## Location identification entries
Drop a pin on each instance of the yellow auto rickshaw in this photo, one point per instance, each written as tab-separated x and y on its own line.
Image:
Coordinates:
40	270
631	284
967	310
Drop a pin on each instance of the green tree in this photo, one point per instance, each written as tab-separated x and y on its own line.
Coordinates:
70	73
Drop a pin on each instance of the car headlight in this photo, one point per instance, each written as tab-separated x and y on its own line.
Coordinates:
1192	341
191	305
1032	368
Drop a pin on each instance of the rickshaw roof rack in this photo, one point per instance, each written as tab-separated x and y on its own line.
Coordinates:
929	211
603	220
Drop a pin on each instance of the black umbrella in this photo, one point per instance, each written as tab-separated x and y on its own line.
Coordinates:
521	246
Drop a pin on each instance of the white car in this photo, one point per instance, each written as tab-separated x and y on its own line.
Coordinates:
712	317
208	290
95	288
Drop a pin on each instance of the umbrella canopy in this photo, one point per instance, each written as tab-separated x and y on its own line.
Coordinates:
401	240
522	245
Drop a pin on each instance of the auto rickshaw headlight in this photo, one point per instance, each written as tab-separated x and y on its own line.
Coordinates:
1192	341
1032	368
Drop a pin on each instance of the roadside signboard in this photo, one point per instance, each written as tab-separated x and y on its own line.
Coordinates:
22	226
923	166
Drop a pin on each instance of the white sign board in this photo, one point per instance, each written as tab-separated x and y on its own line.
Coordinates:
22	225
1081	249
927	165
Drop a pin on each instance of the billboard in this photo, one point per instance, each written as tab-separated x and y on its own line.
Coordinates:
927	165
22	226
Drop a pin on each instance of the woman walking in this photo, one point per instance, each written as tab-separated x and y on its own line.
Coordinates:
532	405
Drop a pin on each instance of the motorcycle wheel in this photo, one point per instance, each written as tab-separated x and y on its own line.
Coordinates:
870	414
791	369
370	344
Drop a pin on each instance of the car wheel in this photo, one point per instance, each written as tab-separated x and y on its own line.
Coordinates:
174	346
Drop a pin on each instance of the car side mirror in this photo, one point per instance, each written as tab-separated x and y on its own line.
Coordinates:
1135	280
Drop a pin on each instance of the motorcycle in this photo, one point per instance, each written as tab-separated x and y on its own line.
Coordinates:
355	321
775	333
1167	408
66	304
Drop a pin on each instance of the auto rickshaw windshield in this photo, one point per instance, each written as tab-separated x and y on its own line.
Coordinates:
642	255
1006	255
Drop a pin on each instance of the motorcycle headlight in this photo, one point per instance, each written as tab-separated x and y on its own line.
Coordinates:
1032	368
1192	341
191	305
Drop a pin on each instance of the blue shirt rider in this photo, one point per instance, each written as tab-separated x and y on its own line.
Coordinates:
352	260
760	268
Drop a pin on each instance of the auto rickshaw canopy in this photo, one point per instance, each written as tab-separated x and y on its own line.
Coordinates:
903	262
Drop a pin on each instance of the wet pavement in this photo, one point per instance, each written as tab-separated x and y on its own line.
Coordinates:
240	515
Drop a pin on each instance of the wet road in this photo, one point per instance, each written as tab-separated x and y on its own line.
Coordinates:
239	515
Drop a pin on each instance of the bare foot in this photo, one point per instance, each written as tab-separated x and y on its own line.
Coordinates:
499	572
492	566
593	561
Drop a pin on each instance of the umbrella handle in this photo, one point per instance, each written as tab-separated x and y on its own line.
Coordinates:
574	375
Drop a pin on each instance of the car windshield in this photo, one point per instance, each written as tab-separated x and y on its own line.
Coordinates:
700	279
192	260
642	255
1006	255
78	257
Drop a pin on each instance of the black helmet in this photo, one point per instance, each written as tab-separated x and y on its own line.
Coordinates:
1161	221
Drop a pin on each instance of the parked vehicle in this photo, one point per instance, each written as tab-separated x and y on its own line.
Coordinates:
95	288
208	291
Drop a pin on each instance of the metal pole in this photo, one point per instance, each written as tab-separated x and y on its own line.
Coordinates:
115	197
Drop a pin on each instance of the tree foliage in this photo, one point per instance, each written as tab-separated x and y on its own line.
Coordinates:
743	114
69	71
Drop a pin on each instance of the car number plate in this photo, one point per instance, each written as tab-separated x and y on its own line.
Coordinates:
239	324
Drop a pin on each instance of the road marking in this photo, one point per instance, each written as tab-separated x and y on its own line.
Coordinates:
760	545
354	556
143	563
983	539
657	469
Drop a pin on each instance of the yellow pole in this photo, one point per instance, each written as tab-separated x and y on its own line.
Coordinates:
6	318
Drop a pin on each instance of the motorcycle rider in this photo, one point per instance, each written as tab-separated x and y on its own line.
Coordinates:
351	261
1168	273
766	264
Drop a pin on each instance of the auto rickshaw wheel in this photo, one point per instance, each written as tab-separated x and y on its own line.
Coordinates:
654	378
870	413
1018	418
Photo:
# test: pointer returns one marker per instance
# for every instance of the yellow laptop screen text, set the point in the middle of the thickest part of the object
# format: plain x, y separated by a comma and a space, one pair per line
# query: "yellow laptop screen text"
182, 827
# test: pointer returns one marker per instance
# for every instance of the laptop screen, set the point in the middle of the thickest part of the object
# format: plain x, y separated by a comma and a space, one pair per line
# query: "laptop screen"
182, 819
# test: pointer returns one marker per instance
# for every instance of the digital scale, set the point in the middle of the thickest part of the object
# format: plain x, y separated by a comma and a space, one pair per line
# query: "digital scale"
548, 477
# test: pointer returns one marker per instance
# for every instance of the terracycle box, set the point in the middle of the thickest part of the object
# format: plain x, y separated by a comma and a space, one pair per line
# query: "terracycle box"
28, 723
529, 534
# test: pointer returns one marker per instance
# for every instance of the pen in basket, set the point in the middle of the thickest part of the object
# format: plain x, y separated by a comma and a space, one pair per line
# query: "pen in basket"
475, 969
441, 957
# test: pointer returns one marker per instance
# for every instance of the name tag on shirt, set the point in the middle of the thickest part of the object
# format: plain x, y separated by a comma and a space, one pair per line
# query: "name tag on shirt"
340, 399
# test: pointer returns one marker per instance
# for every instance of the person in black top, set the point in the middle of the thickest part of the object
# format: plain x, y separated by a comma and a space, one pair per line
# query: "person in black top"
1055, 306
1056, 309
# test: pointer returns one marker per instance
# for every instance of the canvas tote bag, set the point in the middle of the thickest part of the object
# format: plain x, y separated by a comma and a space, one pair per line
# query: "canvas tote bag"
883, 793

## What you are asked to do
From the data above, list every line that contains the word "rider".

## Task answer
Drop a pin on each instance of the blue shirt rider in this photo, one point per instance, each written as tab-separated x and y on its own line.
Drop a pin on each instance of the motorcycle rider in this photo, one point per instance, each written as tab-separated x and y on its own line.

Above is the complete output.